## WHAT THE EXERCISE ASKS
Copy the lines of the records word for word, from the line containing "Practice problem: Look at the image and find the nozzle" through the line containing "[888,189,946,224]", both included, and leave out the pictures.

## DATA IN THIS EXERCISE
———
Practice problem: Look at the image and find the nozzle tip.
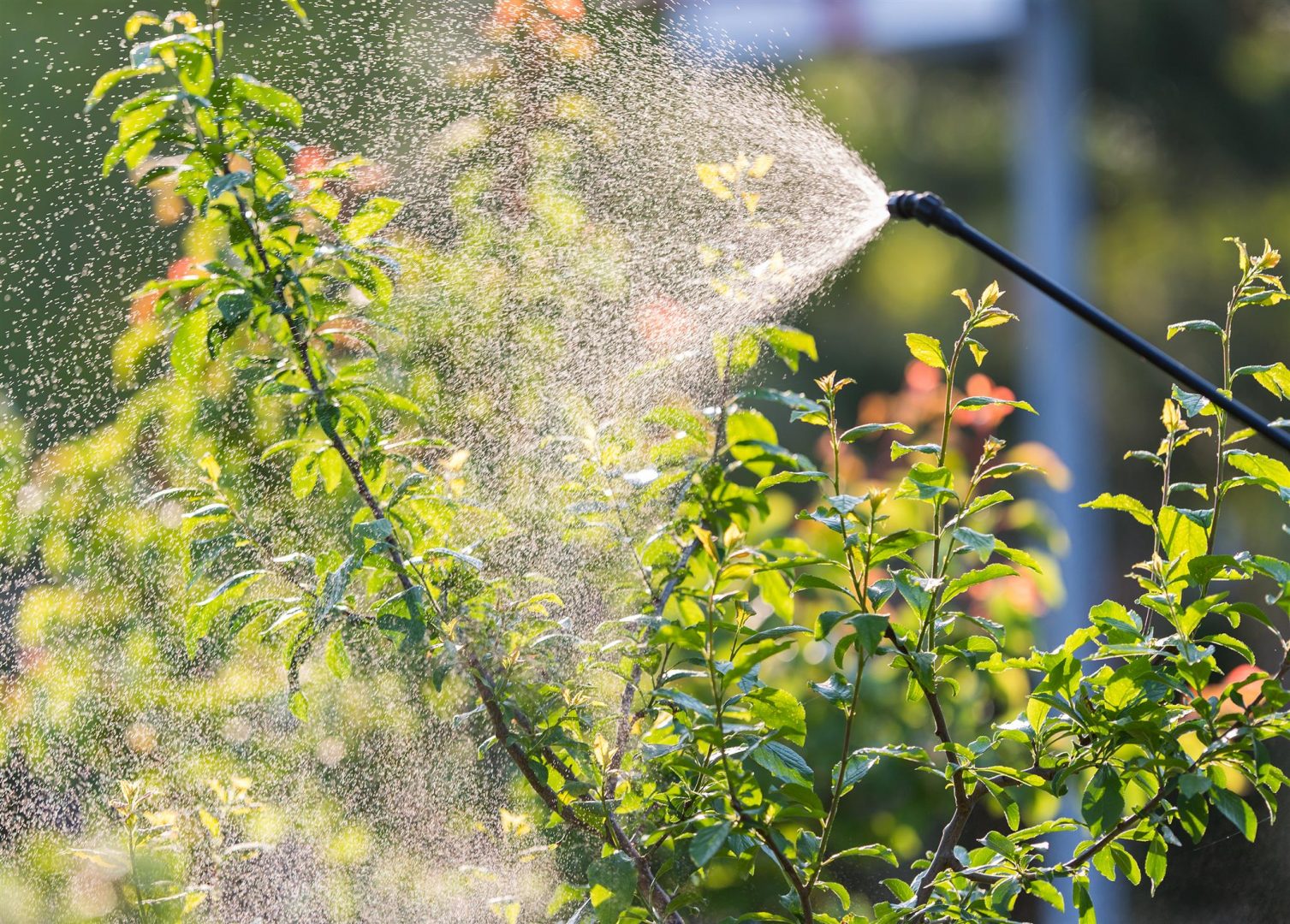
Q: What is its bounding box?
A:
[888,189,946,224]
———
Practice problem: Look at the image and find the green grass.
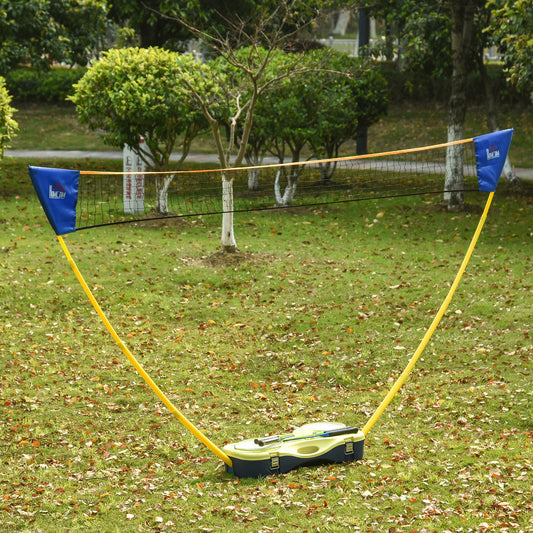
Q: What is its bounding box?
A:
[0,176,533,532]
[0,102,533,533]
———
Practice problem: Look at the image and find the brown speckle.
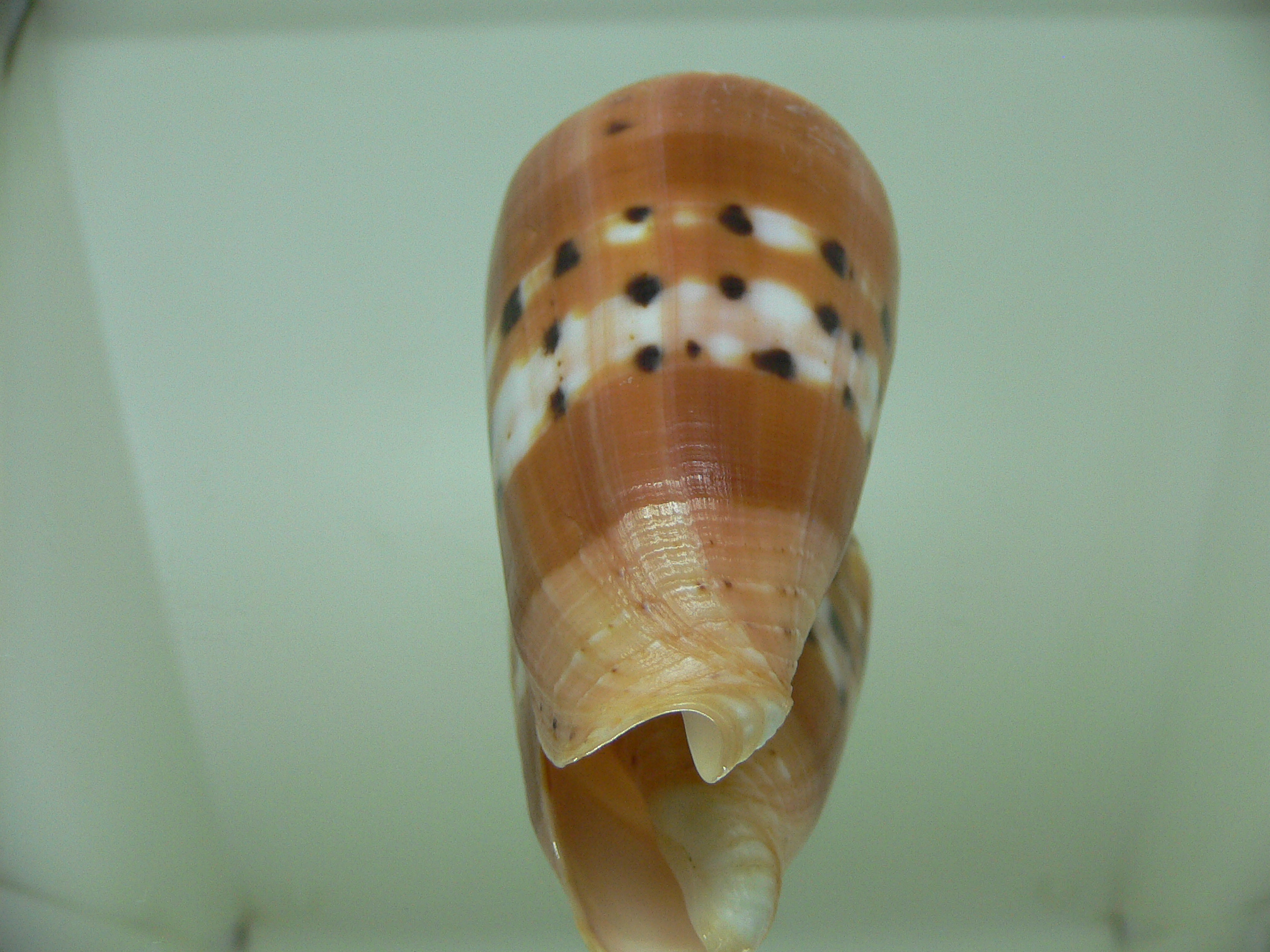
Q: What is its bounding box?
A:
———
## ANSWER
Practice problem: Look at the image and find the nozzle tip.
Q: What is its bounding box?
A:
[888,189,946,224]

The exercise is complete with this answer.